[Document excerpt — start]
Differential control of systolic and diastolic blood pressure in renal transplant recipients
Ziad Arabi1,2,3, Mubarak Abdalla1,2,3, Elwaleed Elhassan1,2,3.
1Division of Nephrology, Department of Medicine, King Abdulaziz Medical City, Riyadh, Saudi Arabia; 2King Abdullah International Medical Research Center, Riyadh, Saudi Arabia; 3College of Medicine, King Saud Bin Abdulaziz University for Health Sciences, Riyadh, Saudi Arabia
Background: Differential control of systolic and diastolic blood pressure is well documented in the treatment of hypertension in general population1- 2 but there is limited data in renal transplant recipients.
Method: A single center retrospective study of the renal transplant recipients who underwent kidney transplantation between January 2017 to May 2020 with12 months follow up. We reviewed BP readings before transplant and at one month, 6 months, 12 months after kidney transplantation. We also reviewed the number of BP medications at the same intervals post transplantation. BP goal was <140/90. during the time of this retrospective study as per the published guidelines3.
[Document excerpt — finish]
[Information supplied — start]
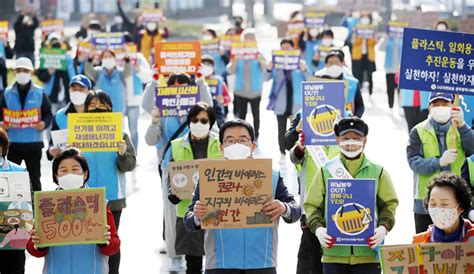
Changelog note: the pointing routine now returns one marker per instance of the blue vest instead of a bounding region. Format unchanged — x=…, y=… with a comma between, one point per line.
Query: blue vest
x=114, y=87
x=33, y=100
[Information supplied — finish]
# Aim of the exercise
Resume the abstract on systolic and diastolic blood pressure control in renal transplant recipients, the text set above the listing, continuing on from the last sentence of its Method section.

# Task output
Conclusion: Diastolic blood pressure seemed much easier to control than systolic BP in the first year and it required significantly less number of medications to control. A metanalysis will be helpful to confirm this interesting observation.
1. Lloyd-Jones DM, el. al, Differential Control of Systolic and Diastolic Blood Pressure. Hypertension. 2000;36(4):594-599.
2. Ayodele OE, el. al, Differential control of systolic and diastolic blood pressure in blacks with essential hypertension. J Natl Med Assoc. 2004;96(3):310-314.
3. Taler SJ, et al. KDOQI US commentary on the 2012 KDIGO clinical practice guideline for management of blood pressure in CKD. Am J Kidney Dis. 2013;62(2):201-213.